• Document section:
-- Opening Marker --

Pregnancy Bliss | Reproductive Health Answers
It is true that cancer is, in the main, a disease of middle age and the elderly. However, younger people, even pre-puberty juveniles, are not completely spared. Hodgkin’s Disease remains the commonest type of cancer in women aged 15 -24 years with excellent survival rates of well over 90%.
Cancer treatment takes the form of chemotherapy, radiotherapy and surgery. Sometimes it is a combination of all three.
All three forms of treatment can have effect on fertility. Moreover, the location of the cancer may very well be away from the reproductive organs but the treatment especially chemotherapy and radiotherapy could have the effect of making it difficult or impossible for the individual to retain fertility.
This is a broad subject and we have no intention of covering it all. We are therefore confining ourselves to recent developments in techniques to preserve fertility for girls treated for cancer.
The older patient
For a woman already at a reproductive age and especially if in a relationship, it has been the norm for years to harvest eggs prior to starting treatment, getting them fertilized and implanting the resulting embryo(s) in the womb once she has the all-clear at a later date.
Until a few short years ago, attempts to preserve unfertilized eggs almost always ended in failure with only a dismal 2% of them being successfully fertilized resulting in a live-birth afterwards. However, relatively recently, better methods of freezing (cryopreservation) unfertilized eggs have been successfully developed.
The story of the development of the new technique is that of man’s ingenuity in overcoming adversity. It was developed in Italy after the 2004 law banning the freezing of fertilized eggs (embryos) in that country.
The new method is still highly specialized and only available in a few centres around the world. To get the gist of the degree of challenge facing fertility experts, this method that is being hailed has a success rate of about 5 -6%! This means, out of a 100 frozen eggs, we can expect 5 or 6 live births. This may look dismal but it is a real scientific leap and from here on, things can only get better.
For the very young
Earlier this year (2007), scientists from Hadassah University Hospital in Jerusalem announced that they had successfully extracted eggs from cancer patients aged between 5 and 10, artificially matured and cryo-preserved them. Of-course it will be a few years before it is known whether the ultimate goal, that of enabling these young cancer survivors to become mothers, is realized. However, even this hope would have been a pipe-dream 2 or 3 years ago.
In September 2004, a Belgian woman Ouarda Touirat became the first ever woman to give birth after frozen ovarian tissue had been implanted back into her body. In fact, freezing of ovarian tissue prior to cancer treatment has been practiced for over a decade now but this was the first such birth.
In 2005, Stephanie Yarber in St. Louis in the United States gave birth to a daughter after she had received ovarian tissue transplant from her twin sister. In her case, she had gone through very early menopause when she developed premature ovarian failure at age 14.
Probably the holy grail of fertility preservation for a woman will be the ability to cryo-preserve the whole ovary and implant it back into the body years later. Some have gone further to suggest that this could be the perfect answer for the ambitious woman who wants to pursue her career and start a family later, in her 40 or even 50s. Others have even suggested that the technique could effectively be used to postpone the menopause since the ovary will have been frozen in time and will remain at the age , let’s say the mid-20s, when it was extracted. However, let’s not get ahead of ourselves. At the time of writing this, there is a lot of research in this area in many centres across the world. However, success does not appear to be on the horizon just yet.

-- Closing Marker --

• Data for analysis:
-- Opening Marker --

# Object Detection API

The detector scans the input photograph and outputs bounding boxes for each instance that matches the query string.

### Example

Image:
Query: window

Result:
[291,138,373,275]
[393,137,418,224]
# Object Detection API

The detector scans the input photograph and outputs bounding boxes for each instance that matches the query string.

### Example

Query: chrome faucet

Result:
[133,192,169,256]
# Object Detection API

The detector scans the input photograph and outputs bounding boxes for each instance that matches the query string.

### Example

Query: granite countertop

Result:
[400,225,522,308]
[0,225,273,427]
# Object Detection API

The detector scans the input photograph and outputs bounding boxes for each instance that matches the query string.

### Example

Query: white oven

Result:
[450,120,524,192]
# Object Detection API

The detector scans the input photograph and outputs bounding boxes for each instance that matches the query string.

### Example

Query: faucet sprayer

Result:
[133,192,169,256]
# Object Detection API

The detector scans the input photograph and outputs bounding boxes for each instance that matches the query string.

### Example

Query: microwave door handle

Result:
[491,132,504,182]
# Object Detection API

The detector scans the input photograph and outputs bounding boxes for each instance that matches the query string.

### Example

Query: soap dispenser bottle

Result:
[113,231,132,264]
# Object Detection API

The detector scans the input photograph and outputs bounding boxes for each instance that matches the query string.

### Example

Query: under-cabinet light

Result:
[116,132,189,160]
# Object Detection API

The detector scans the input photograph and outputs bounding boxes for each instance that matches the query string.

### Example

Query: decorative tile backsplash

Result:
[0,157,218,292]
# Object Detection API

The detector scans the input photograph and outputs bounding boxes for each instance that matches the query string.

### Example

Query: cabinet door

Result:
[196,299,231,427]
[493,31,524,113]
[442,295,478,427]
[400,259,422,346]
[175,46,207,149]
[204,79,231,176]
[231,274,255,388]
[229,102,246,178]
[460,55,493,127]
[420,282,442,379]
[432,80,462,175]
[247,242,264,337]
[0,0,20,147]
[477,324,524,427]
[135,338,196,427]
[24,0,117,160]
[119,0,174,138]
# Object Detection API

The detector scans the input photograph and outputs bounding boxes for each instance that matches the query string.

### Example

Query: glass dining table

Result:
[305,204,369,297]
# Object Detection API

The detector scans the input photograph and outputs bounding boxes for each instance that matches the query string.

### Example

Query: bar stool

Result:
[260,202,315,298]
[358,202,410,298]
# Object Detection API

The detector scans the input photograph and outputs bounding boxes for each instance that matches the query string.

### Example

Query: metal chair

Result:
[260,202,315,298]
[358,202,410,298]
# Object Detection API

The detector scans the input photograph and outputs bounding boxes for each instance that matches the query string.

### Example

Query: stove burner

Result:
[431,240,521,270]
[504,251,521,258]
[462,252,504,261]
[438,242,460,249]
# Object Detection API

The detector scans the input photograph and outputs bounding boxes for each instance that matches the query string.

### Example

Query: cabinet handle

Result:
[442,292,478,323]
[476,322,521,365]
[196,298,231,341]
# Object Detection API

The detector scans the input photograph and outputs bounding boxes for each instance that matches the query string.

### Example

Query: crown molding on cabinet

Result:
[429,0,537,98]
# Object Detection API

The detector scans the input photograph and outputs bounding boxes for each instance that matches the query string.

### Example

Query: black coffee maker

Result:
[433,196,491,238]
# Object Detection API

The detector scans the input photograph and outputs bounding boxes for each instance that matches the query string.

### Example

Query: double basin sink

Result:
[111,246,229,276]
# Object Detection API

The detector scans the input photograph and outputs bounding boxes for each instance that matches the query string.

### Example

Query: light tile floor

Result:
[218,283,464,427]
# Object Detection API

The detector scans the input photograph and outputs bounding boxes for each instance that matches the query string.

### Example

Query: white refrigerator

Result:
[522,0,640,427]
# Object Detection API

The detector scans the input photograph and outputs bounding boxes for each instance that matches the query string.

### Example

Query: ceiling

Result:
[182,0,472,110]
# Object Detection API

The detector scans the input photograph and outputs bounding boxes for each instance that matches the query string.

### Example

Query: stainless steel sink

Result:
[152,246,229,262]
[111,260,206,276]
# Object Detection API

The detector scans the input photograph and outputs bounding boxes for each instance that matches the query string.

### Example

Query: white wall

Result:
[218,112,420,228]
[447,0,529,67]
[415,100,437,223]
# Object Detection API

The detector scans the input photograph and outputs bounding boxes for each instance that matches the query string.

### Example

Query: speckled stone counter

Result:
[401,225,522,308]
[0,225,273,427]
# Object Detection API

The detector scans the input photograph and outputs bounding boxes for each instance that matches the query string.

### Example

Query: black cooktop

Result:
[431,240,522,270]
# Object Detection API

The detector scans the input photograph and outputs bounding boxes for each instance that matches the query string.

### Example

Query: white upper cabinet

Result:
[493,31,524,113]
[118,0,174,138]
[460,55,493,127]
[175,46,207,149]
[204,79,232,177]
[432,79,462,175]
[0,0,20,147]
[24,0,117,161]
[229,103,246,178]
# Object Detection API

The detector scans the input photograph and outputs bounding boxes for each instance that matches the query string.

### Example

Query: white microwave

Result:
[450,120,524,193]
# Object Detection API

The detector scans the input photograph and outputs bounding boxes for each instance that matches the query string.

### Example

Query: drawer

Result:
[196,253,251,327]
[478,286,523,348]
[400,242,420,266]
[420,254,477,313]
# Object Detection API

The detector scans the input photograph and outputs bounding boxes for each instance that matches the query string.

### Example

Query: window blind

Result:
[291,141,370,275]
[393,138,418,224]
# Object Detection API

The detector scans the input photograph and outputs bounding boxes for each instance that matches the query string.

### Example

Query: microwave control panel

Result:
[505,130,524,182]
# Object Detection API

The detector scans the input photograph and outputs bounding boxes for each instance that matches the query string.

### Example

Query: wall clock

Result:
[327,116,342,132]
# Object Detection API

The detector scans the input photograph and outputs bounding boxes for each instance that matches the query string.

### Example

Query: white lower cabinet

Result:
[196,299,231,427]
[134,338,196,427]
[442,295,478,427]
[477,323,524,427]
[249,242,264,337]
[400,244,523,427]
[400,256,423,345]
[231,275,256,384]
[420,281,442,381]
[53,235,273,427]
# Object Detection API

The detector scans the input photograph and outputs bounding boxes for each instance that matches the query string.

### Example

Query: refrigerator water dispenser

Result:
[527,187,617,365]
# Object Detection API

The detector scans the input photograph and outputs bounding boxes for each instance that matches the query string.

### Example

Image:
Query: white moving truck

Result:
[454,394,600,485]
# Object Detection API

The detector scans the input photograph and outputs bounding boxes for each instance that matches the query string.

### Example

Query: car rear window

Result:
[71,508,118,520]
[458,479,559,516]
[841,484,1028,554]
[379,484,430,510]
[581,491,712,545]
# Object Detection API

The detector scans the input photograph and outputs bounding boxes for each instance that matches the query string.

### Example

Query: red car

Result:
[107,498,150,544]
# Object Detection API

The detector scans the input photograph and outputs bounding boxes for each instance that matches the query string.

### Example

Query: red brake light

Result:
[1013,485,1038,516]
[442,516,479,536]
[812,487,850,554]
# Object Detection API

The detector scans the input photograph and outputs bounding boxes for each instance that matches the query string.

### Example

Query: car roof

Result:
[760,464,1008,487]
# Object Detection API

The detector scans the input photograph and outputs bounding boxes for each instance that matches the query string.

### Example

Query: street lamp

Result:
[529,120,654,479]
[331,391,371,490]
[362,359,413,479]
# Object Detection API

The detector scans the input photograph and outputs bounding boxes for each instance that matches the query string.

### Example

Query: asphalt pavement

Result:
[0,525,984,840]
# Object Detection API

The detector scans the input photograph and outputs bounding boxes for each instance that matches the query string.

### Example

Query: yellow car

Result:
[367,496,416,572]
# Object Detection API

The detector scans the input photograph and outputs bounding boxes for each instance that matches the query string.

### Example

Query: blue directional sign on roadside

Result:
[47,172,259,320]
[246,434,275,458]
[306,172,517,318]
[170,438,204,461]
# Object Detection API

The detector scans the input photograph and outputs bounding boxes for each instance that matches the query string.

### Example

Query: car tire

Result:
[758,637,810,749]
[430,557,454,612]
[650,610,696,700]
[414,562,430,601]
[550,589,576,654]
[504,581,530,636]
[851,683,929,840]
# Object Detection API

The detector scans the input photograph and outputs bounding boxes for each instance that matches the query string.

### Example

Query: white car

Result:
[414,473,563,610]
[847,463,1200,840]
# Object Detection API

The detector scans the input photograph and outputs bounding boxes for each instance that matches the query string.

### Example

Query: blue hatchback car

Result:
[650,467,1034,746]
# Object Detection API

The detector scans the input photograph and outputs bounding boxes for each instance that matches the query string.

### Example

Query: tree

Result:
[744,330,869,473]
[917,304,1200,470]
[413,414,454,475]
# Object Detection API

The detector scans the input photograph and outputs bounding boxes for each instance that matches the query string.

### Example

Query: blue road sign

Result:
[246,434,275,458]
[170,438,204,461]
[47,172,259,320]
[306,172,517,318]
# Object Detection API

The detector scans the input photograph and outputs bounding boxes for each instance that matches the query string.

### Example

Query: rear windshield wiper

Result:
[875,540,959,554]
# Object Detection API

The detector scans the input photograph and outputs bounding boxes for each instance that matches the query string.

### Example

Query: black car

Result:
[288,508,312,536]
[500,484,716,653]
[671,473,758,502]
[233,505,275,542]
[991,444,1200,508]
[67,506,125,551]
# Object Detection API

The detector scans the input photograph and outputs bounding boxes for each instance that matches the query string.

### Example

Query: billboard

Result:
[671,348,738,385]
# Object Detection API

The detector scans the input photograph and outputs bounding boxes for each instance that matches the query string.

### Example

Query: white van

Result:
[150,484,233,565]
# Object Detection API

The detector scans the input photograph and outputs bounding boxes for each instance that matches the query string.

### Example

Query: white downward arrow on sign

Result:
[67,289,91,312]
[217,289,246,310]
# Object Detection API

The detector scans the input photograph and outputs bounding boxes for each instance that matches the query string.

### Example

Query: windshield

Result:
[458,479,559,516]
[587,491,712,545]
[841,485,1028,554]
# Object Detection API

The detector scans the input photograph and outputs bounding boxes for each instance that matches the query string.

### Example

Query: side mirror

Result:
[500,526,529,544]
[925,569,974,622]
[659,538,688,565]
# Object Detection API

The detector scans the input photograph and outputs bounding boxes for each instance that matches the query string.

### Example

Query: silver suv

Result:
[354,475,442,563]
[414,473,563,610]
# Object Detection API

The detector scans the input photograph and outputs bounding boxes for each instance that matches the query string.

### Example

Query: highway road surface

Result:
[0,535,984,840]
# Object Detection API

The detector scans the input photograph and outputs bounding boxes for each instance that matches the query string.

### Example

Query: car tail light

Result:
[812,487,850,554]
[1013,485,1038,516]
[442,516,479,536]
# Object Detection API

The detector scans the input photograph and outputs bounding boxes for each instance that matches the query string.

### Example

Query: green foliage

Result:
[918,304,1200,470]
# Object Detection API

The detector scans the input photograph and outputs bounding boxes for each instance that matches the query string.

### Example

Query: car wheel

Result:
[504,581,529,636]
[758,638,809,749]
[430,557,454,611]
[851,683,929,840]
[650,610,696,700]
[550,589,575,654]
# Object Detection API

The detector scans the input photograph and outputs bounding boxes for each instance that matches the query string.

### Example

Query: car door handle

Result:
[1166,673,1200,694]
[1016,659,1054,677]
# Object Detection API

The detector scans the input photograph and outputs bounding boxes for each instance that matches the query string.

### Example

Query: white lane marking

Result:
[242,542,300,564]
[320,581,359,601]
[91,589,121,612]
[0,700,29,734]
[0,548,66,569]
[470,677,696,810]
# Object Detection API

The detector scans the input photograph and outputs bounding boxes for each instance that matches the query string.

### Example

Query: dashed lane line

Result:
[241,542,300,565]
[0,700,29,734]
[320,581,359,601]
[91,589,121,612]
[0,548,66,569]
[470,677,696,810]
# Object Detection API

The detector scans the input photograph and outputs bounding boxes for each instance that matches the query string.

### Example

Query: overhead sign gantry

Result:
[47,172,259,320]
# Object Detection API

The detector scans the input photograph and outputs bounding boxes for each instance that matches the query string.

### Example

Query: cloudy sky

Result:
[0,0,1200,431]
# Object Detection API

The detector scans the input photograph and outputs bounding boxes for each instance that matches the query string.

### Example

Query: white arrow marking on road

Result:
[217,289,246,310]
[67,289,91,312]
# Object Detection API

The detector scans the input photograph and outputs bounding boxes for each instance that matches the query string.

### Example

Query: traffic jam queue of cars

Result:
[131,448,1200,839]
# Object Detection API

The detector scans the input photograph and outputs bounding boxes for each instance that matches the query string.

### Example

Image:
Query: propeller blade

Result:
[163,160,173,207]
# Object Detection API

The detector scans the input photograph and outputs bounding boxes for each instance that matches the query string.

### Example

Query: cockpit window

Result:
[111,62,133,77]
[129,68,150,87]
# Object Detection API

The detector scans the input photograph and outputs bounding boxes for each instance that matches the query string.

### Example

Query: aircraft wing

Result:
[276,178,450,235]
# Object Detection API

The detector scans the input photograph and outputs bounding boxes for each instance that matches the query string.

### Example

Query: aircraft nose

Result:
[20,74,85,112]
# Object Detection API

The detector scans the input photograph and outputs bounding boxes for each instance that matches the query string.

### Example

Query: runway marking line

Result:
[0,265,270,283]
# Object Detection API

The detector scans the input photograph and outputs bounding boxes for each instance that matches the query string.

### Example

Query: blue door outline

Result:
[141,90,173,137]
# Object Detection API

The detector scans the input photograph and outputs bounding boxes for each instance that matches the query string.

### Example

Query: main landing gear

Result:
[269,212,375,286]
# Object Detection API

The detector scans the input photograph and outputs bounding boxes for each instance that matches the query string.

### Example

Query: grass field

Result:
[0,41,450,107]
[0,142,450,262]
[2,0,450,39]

-- Closing Marker --

• Exercise 1:
Translate this sentence from the fertility preservation text into Spanish: "Cancer treatment takes the form of chemotherapy, radiotherapy and surgery."
• Exercise 2:
Please write out the fertility preservation text between "Until a few" and "in that country.", inclusive.

• Task result 1:
El tratamiento del cáncer adopta la forma de quimioterapia, radioterapia y cirugía.

• Task result 2:
Until a few short years ago, attempts to preserve unfertilized eggs almost always ended in failure with only a dismal 2% of them being successfully fertilized resulting in a live-birth afterwards. However, relatively recently, better methods of freezing (cryopreservation) unfertilized eggs have been successfully developed.
The story of the development of the new technique is that of man’s ingenuity in overcoming adversity. It was developed in Italy after the 2004 law banning the freezing of fertilized eggs (embryos) in that country.